### Page:
--- BEGIN ---
Seagull Weekly Briefing 19/04

Police apology, autism strategy, Volk's Electric Railway and more.

Seagull Weekly Briefing 19/04
Source: The Brighton Seagull

Good morning, and welcome to the Brighton Seagull's Weekly Briefing. Team Seagull had a good break for Easter—a particular highlight was a trip to see both Brighton's AA baseball teams face off against each other. Great fun, we're going to be back soon: come along too—Brighton Baseball Club, every Sunday at midday from now until August.

News This Week

Sussex Police issues apology for historic failings in murder investigation

Sussex Police have apologised to the families of two children who were murdered in Brighton in the 1980s, for 'failings in its investigations into the case'.

On October 9th 1986, 9-year-old Karen Hadaway and Nicola Fellows were killed by Russell Bishop as they played near their homes in Wild Park in Moulescoomb.

A jury found Bishop not guilty following an initial trial in 1987, but changes to double jeopardy laws, and developments in forensic technology led to a reinvestigation. Bishop was convicted of both murders and sentenced to life imprisonment in 2018, and died in prison in 2022.

Karen and Nicola's families have made complaints to Sussex Police since the case started, and a full review of these was commissioned by Chief Constable Jo Shiner, then Deputy Chief Constable, who has met with and apologised to both families.

An independent review by Surrey Police found that there were failings in the 1986 criminal investigation and that Barrie, Nicola’s father, should not have been arrested as part of a connected investigation in 2009.

Jo Shiner said:

The murders of Karen and Nicola were horrific crimes which rocked the local community, and still resonate today.

The impact on the community, however, pales into insignificance against the life-long impact these crimes had on Karen and Nicola’s parents and families.

When I was Deputy Chief Constable I made a commitment to ensure that all their outstanding complaints were answered, and that Sussex Police would take full responsibility for any past mistakes no matter the passage of time.

It is clear that, despite the successful prosecution in 2018, mistakes were made in those earlier investigations in 1986 and 2009.

On behalf of Sussex Police, I have met in person with both families to formally and personally apologise for those failings in the initial investigation.

Elections coming up for Sussex Police and Crime Commissioner, Queen's Park and Kemptown

With two upcoming elections (depending on where you live) less than two weeks away, we're here to tell you everything you need to know in the run-up.

Elections for the Sussex Police and Crime Commissioner will be taking place on Thursday 2nd May. By-elections will take place on the same day to elect new ward councillors for Queen’s Park and Kemptown.

The candidates standing to be the new Sussex Police and Crime Commissioner are:  

  • Jamie Bennett, Liberal Democrats
  • Katy Bourne, Conservative Party
  • Jonathan Christopher Kent,  Green Party
  • Paul Adrian Richards, Labour and Co-operative Party

You can find more information on the candidates, including their aims and proposals here.

The by-elections in Queen's Park and Kemptown will fill the vacancies caused by the resignation of Chandni Mistry and Bharti Gajjar.
--- END ---
### Requirements:
1. According to the briefing, on what day will the election for Sussex Police and Crime Commissioner take place?
2. List every candidate for Sussex Police and Crime Commissioner named in the briefing, along with each one's party.
3. Quote the briefing from "The candidates standing" up to and including "and proposals here.".

### Data excerpts:
--- BEGIN ---
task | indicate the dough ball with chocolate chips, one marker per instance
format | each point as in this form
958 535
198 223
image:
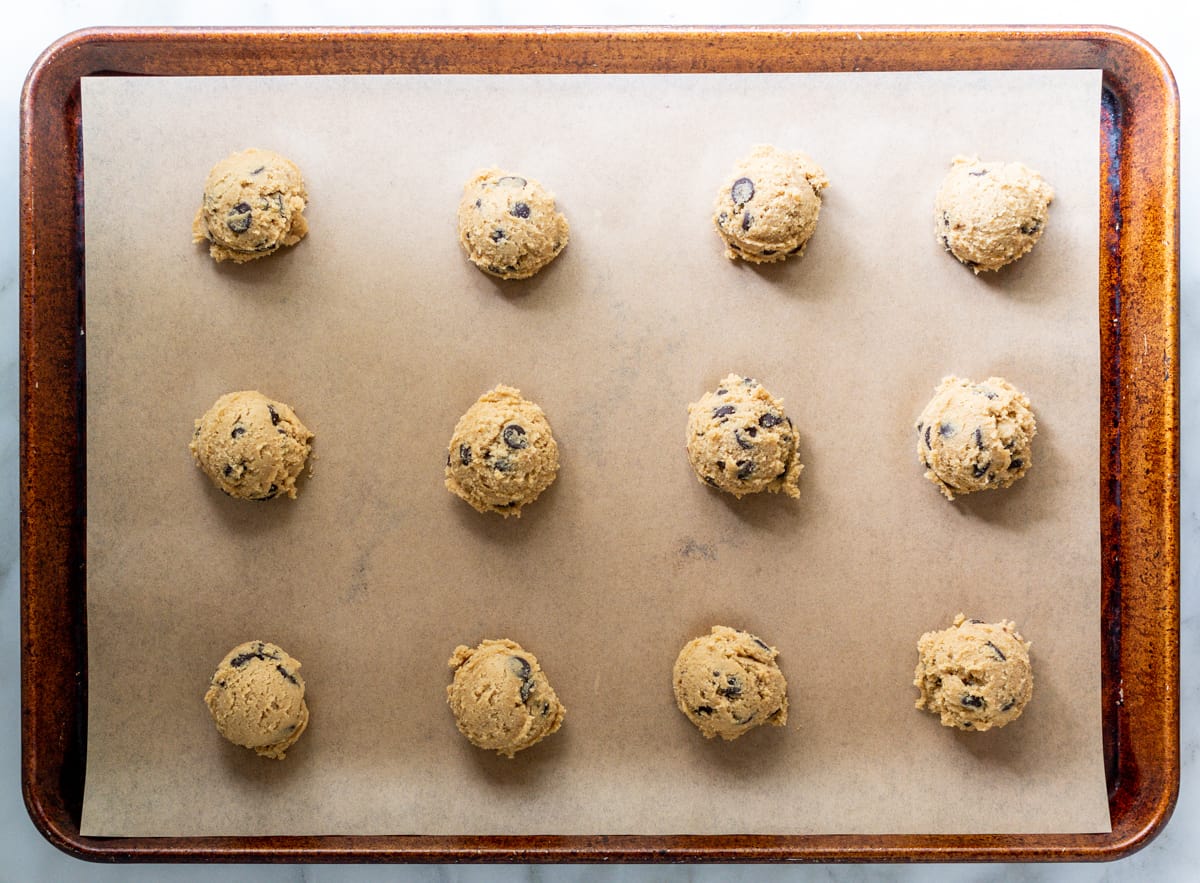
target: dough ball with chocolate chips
256 698
509 224
739 439
976 436
253 204
502 454
501 698
990 214
768 206
727 683
251 446
975 674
--- END ---
### Solutions for each task:
1. Thursday 2nd May.

2.
- Jamie Bennett, Liberal Democrats
- Katy Bourne, Conservative Party
- Jonathan Christopher Kent, Green Party
- Paul Adrian Richards, Labour and Co-operative Party

3.
The candidates standing to be the new Sussex Police and Crime Commissioner are:  

  • Jamie Bennett, Liberal Democrats
  • Katy Bourne, Conservative Party
  • Jonathan Christopher Kent,  Green Party
  • Paul Adrian Richards, Labour and Co-operative Party

You can find more information on the candidates, including their aims and proposals here.